==== Dataset records

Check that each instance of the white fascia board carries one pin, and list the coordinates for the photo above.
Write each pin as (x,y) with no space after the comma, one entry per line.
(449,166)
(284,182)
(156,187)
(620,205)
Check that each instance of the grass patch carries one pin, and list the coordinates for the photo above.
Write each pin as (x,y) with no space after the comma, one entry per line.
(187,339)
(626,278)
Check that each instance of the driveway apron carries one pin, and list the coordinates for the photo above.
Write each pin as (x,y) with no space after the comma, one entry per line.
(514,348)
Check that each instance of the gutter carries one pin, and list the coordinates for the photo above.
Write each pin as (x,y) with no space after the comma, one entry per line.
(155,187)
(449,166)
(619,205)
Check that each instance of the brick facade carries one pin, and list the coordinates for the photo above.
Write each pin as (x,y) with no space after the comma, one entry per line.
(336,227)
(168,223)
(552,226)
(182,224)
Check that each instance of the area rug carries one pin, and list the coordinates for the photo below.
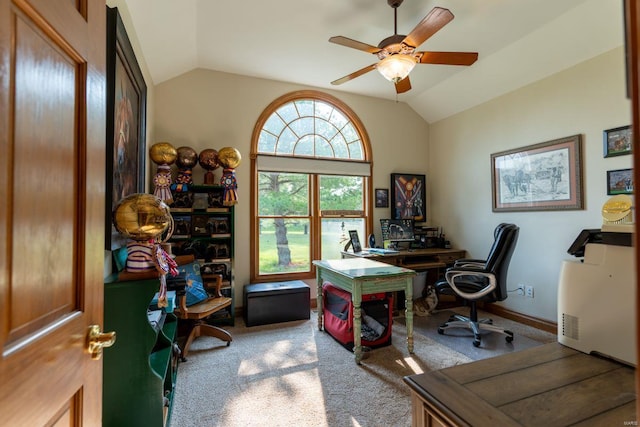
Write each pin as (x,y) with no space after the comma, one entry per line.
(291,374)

========
==== Dataset records

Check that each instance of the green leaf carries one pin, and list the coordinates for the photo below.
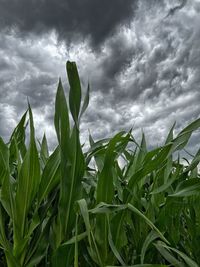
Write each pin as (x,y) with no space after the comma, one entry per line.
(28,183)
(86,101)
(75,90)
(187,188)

========

Task to carry out:
What is needed is every line of the records that contains the word "above".

Task result:
Check that each instance of the white fascia board carries one pin, and list the coordinates for the photo above.
Check that each instance of the grass patch carries one pin, and list the coordinates for the photo above.
Check that each instance of the driveway apron carries one pin, and list the coordinates for the photo above.
Check that each instance of the gutter carries one pin, and list the coordinates for the photo above.
Check that each instance of the brick facade carries one pin, and list the coordinates for the photo above.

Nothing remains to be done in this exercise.